Goal:
Transcribe all of the material exactly. Any picture in it should be left out.

(Named-object pointing records)
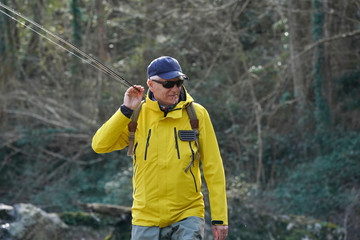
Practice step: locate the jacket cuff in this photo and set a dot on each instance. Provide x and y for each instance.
(126, 111)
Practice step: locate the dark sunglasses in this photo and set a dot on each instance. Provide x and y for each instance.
(170, 84)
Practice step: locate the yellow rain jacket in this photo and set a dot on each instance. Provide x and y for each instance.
(163, 192)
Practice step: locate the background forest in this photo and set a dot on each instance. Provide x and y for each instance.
(280, 79)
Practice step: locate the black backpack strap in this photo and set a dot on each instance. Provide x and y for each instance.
(194, 122)
(132, 128)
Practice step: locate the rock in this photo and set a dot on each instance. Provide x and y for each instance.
(27, 222)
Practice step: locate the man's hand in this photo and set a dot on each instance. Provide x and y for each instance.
(220, 231)
(133, 96)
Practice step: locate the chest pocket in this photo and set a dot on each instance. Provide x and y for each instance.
(187, 147)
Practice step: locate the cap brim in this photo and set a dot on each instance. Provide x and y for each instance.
(171, 75)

In response:
Practice step: locate the jacket cuff in this photo and set a dot on each instance. Provide x and y for each instance.
(126, 111)
Practice step: locate the dark sunglasses in this photo and set a dot on each instance. Provide x and y for each instance.
(170, 84)
Practice step: locate the yellow rain jacket in this photo and set a dot on each instance. Provide x and y for each instance.
(163, 192)
Practice step: locate the background forest in this photo and set a dot on each instance. Provide x and y for each instance.
(280, 79)
Practice step: locate the black backpack strap in this photo and set a dot on each instance. Provide x and y for each instance.
(194, 122)
(132, 128)
Practice step: locate the rock in this photo and set a dot on each instance. Provide x and y for each instance.
(27, 222)
Practice step: locate the man's hand in this photo and set a dot on each instance. Provide x and y for each instance.
(220, 231)
(133, 96)
Practice step: locate the chest pocket in this photo and set a dot on each instance. Provide x and y for each instance.
(187, 147)
Practice step: locate the cap brim in this photo and set a dot on each instance. Provide x and y for each instance.
(171, 75)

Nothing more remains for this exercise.